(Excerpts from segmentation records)
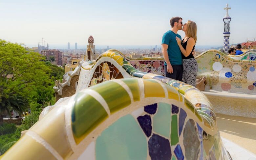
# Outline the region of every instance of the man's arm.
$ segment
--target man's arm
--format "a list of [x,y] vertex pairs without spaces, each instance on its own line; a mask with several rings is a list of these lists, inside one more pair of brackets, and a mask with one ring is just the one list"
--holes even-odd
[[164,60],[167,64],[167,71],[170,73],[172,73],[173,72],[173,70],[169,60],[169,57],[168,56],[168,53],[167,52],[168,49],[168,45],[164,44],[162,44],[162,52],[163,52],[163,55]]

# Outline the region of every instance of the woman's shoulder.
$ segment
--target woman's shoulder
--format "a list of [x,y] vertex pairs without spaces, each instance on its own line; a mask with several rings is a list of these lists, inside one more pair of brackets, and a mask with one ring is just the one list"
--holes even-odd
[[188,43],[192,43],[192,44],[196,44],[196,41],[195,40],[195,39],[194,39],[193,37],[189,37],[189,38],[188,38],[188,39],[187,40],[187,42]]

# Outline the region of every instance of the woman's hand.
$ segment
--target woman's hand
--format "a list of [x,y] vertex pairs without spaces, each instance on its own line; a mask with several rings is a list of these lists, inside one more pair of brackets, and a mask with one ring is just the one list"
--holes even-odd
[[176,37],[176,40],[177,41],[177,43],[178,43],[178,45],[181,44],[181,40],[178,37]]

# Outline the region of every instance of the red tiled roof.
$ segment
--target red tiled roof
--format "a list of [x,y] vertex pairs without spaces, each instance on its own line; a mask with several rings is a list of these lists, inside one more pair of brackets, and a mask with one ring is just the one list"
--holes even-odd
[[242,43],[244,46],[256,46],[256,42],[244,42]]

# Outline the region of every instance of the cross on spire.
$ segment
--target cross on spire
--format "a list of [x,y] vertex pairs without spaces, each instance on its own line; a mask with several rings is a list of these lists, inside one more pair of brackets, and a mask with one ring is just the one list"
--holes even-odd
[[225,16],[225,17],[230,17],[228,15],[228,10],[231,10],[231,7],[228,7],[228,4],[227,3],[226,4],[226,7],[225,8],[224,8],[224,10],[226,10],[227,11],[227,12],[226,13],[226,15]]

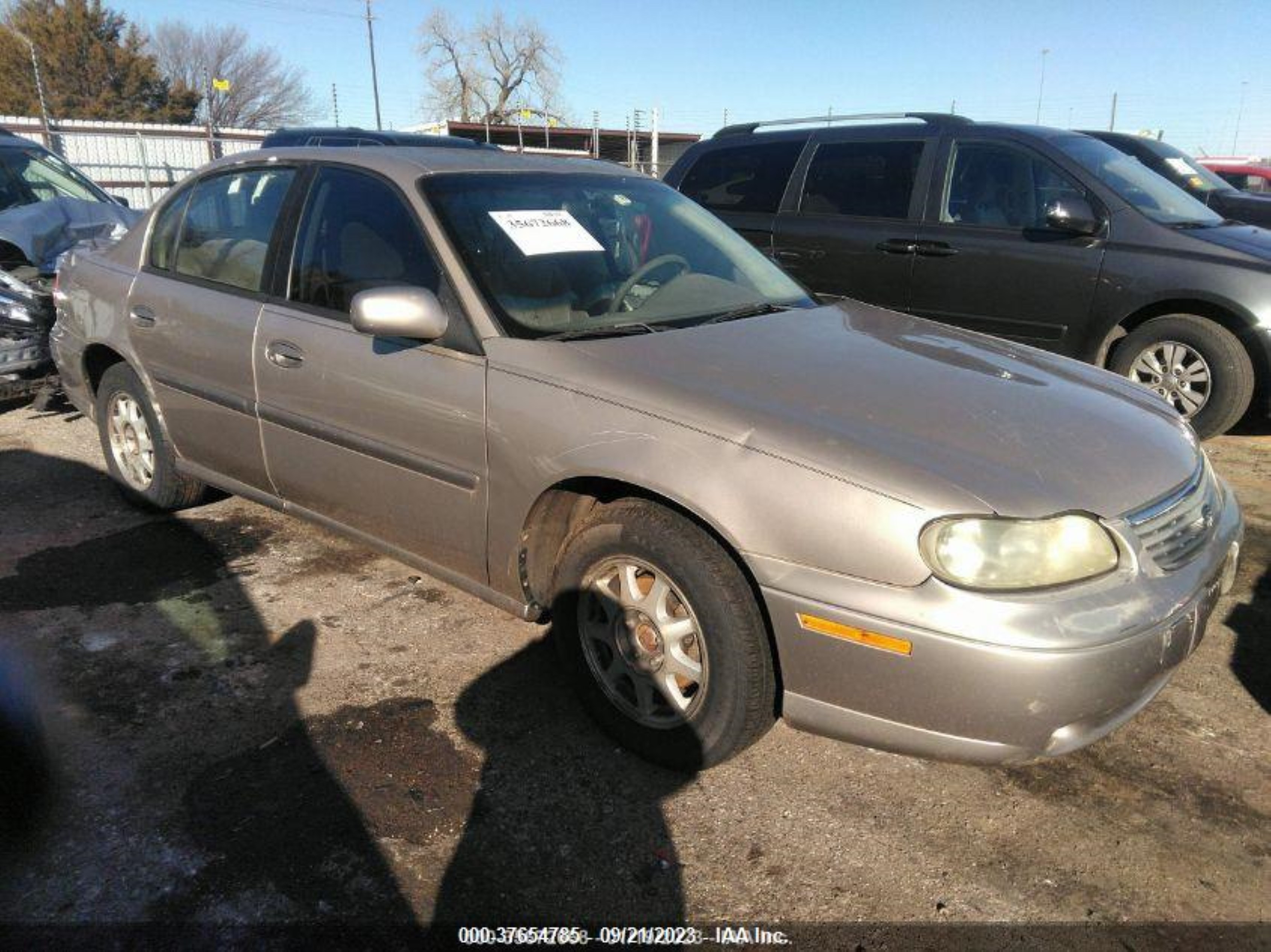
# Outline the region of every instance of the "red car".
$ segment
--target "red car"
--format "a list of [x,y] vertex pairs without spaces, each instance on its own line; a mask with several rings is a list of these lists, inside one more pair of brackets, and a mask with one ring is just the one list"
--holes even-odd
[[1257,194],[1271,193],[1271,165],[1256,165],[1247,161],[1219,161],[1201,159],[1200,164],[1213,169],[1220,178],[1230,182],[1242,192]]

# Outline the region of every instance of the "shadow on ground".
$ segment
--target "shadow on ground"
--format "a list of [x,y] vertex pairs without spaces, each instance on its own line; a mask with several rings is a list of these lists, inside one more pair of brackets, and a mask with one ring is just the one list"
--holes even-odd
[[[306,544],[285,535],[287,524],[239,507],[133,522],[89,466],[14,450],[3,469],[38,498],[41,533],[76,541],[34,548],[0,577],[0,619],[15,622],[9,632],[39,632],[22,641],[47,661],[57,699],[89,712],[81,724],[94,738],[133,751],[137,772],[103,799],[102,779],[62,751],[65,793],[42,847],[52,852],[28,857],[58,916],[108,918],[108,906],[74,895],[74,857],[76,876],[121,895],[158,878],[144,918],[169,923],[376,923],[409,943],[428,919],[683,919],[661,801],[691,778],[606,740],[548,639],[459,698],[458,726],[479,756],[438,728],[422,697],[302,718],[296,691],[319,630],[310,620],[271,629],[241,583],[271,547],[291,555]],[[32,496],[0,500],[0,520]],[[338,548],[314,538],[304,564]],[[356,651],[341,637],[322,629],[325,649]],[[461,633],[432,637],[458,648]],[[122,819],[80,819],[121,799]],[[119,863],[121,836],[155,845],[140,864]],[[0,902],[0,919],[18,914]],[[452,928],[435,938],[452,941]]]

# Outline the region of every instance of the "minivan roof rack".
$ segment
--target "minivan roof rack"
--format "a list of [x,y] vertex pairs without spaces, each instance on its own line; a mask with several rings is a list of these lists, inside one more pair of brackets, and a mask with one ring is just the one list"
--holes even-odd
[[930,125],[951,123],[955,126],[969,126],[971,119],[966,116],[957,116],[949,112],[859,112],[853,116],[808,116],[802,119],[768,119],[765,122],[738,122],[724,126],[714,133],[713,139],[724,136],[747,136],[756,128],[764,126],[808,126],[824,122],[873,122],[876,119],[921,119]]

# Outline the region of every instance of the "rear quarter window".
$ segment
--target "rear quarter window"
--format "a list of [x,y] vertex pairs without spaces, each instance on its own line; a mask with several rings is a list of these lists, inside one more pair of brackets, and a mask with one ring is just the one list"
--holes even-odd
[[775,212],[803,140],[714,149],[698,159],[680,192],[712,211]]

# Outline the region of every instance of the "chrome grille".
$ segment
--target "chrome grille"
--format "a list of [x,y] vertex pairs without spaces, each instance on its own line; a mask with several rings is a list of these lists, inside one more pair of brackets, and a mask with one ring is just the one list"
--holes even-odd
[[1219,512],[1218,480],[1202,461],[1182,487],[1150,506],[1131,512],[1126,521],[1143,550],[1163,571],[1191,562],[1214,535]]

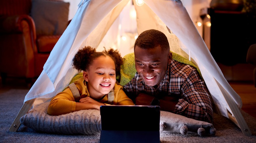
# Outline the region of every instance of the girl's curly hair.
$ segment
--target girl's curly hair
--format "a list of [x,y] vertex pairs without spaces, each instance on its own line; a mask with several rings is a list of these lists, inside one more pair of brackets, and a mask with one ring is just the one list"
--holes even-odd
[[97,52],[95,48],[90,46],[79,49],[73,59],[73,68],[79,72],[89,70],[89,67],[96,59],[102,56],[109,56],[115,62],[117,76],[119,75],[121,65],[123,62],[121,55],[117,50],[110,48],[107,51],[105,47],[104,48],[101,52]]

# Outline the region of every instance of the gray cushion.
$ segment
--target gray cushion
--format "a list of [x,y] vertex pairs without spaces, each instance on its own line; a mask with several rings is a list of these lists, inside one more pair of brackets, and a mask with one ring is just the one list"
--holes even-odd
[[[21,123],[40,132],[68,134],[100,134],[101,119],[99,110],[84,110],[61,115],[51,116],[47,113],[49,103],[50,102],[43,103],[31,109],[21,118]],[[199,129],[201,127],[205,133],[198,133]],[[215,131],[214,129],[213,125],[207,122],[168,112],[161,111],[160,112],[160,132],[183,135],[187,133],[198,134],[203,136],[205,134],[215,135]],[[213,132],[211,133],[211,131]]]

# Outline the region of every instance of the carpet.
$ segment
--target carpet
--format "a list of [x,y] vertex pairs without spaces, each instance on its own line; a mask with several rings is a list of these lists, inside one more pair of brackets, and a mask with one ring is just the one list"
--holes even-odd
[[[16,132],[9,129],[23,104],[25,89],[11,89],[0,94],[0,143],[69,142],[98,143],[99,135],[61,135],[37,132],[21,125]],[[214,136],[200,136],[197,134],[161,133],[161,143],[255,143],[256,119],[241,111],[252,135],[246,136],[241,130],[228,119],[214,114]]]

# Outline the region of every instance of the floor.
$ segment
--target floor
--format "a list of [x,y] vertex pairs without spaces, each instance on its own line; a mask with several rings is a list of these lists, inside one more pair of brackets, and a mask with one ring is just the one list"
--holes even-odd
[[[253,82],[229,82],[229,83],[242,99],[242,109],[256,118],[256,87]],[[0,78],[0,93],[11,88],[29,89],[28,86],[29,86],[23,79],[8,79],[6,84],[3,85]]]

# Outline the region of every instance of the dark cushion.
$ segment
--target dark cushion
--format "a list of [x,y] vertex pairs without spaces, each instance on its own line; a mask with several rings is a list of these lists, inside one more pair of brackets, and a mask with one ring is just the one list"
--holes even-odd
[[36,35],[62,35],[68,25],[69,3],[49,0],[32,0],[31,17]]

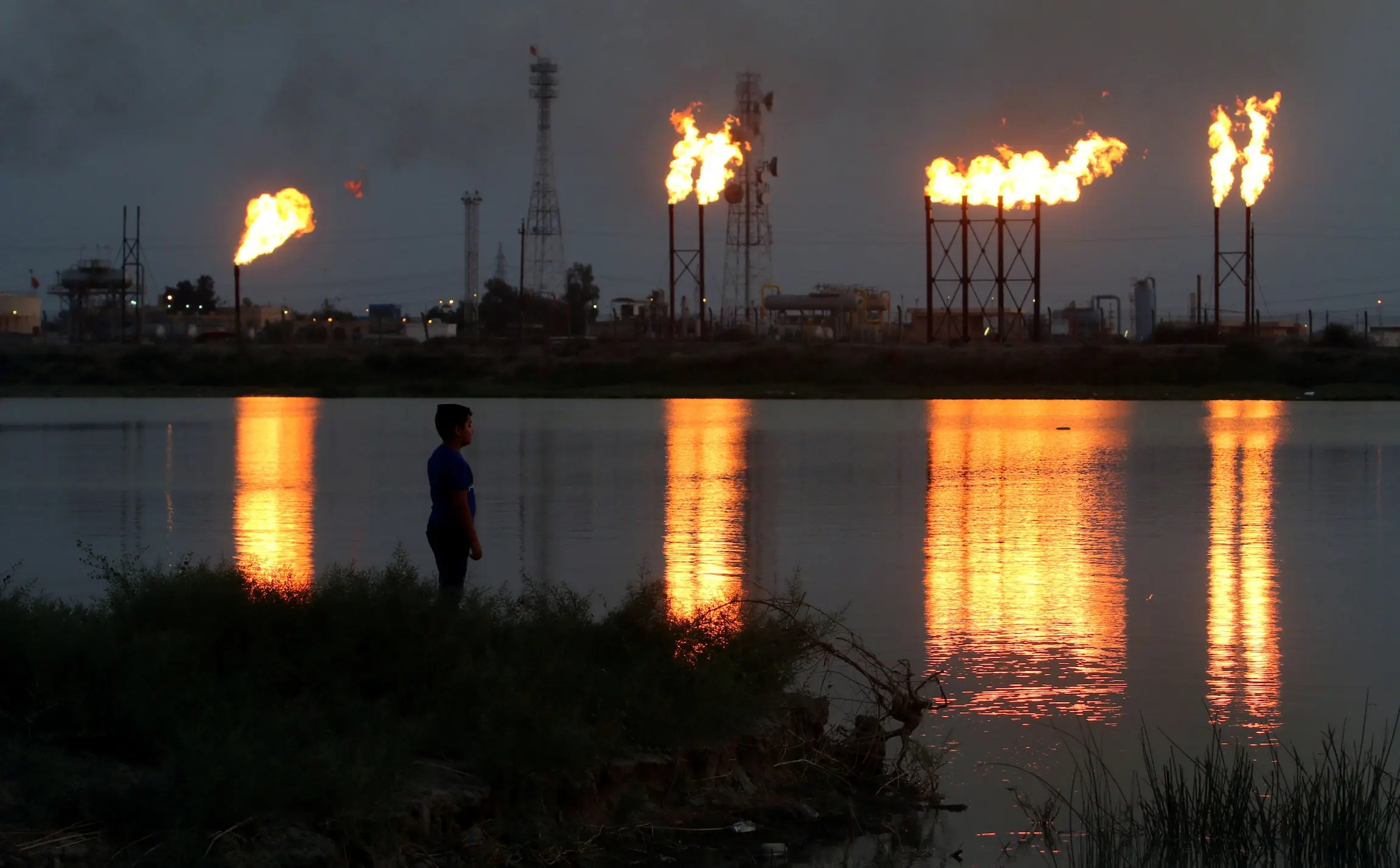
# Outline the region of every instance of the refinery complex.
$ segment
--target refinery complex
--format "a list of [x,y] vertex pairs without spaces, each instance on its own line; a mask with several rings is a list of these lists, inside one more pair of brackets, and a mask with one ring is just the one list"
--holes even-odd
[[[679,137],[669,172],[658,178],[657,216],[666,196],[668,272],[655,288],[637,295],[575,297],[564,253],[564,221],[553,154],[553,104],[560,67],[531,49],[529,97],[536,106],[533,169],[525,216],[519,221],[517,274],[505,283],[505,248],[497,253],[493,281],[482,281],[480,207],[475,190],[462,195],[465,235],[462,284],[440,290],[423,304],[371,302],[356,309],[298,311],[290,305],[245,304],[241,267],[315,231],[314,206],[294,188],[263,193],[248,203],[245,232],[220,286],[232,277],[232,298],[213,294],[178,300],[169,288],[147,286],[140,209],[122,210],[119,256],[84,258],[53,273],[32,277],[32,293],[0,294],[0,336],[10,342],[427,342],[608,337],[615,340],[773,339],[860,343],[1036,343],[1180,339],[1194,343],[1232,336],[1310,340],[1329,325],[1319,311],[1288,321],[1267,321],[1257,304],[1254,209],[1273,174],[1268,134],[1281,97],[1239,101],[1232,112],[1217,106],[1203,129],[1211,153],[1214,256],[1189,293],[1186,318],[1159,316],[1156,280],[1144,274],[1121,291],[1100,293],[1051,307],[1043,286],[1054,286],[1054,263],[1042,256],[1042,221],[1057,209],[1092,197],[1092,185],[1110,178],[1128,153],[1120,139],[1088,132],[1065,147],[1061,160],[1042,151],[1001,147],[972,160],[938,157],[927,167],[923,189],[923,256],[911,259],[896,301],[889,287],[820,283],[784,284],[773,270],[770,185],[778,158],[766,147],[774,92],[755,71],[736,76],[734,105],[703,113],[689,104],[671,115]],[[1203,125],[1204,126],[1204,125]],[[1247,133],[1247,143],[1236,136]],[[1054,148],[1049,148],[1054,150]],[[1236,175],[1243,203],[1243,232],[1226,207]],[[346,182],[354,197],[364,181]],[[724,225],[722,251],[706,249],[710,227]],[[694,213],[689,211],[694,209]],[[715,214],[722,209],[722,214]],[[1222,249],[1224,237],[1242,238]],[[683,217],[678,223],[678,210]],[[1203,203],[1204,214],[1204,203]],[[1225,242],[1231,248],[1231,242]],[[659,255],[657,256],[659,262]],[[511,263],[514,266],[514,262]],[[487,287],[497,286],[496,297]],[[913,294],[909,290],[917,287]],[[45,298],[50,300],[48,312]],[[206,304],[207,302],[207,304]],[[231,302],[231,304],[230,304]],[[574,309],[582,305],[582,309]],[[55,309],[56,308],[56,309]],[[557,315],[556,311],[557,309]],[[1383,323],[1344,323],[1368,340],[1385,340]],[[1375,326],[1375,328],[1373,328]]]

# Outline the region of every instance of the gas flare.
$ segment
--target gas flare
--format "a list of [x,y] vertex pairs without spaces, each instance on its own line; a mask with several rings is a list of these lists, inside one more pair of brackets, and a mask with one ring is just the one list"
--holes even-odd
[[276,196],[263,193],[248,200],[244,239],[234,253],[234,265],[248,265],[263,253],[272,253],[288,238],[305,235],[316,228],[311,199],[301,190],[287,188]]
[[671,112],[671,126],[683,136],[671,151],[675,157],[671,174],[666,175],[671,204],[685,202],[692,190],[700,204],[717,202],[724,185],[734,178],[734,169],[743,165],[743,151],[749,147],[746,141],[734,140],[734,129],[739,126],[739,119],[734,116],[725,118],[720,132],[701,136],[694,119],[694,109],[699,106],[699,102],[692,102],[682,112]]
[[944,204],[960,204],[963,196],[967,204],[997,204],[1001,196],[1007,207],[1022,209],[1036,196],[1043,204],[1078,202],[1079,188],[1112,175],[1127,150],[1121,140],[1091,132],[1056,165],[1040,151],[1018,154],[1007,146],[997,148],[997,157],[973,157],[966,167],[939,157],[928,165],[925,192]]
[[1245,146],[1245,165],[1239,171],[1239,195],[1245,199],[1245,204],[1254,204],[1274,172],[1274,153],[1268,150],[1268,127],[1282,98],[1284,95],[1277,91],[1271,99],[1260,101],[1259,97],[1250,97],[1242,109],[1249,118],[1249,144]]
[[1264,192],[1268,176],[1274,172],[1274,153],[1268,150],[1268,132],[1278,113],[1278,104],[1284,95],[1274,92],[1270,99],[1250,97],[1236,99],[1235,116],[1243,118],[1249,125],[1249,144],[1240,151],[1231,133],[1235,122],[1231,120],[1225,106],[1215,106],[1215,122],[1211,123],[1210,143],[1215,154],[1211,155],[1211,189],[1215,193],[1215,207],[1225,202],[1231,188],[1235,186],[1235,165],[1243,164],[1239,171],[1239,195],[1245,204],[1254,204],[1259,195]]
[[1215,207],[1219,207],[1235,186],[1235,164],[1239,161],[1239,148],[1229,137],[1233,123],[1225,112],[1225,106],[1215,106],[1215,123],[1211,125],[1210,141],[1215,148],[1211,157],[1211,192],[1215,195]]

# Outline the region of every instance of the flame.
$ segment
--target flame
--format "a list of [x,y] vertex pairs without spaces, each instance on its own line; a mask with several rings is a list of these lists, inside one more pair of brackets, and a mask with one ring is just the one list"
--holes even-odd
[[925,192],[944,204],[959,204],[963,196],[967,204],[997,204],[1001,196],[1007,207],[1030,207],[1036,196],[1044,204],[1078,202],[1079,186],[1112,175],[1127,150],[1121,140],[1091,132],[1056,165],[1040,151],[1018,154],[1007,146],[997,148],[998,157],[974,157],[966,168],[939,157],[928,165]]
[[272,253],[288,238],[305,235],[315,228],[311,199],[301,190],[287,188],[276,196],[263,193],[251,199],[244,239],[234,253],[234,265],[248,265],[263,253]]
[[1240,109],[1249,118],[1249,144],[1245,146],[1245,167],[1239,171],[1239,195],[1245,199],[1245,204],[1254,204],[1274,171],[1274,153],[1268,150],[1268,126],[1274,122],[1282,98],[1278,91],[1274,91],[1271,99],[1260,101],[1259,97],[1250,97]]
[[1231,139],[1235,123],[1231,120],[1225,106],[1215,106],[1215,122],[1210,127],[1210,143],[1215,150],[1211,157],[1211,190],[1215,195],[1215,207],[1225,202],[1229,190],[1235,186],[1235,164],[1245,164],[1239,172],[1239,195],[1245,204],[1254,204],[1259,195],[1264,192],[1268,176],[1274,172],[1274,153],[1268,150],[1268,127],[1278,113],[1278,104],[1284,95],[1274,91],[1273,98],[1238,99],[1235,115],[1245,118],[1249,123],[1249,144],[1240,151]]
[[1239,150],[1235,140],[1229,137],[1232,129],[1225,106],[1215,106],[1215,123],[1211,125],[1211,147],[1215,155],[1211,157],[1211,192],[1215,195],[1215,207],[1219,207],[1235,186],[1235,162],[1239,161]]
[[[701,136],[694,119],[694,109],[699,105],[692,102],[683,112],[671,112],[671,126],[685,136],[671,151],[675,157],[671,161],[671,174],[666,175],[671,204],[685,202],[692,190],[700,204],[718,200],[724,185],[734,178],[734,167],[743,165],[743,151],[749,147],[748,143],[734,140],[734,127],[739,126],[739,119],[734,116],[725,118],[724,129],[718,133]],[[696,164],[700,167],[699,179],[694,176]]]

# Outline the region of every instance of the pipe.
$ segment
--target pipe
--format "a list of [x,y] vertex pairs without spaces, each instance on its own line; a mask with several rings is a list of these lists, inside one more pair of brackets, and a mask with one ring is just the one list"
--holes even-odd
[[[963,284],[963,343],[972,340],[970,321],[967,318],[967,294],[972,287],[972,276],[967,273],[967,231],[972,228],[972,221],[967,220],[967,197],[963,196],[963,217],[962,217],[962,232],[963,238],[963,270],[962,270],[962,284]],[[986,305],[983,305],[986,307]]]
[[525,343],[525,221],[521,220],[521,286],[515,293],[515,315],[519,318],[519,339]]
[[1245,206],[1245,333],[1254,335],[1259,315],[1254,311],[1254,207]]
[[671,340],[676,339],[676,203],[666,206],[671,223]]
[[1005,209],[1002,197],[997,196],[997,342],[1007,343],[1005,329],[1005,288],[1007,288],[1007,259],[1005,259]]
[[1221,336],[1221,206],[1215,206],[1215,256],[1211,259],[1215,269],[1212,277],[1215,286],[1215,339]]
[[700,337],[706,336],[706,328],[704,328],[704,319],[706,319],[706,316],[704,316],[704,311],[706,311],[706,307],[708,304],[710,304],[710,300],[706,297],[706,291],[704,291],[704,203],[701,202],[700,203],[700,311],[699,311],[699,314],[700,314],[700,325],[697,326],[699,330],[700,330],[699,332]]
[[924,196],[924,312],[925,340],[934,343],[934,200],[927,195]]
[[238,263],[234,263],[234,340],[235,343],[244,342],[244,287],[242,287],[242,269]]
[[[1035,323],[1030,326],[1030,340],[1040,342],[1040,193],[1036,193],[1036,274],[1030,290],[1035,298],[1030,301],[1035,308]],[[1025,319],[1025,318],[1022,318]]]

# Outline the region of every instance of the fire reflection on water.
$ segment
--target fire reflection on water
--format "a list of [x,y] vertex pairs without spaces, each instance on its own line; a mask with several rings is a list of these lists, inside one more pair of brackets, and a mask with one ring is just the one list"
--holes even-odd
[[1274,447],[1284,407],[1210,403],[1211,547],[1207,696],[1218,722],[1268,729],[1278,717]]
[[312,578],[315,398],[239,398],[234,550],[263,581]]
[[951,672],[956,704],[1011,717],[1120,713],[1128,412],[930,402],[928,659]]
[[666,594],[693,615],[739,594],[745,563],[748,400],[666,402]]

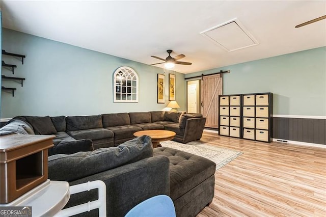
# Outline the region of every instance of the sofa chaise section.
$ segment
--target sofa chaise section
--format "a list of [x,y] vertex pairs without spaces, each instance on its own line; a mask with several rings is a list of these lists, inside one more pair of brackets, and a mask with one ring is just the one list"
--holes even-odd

### Your objective
Please reproduce the material word for word, starting with the line that contains "# Outline the region of every instance of the sofa" and continuing through the end of the material.

### Result for this exercise
# Outline the region of every instance of the sofa chaise section.
$ segment
--target sofa chaise section
--format "a list of [x,y] vertex pairs without spaces, each instance on its own line; a mask with several rings is a list of these lists, inside one more pair of brackets, and a mask with one ring is just the one list"
--holes even-odd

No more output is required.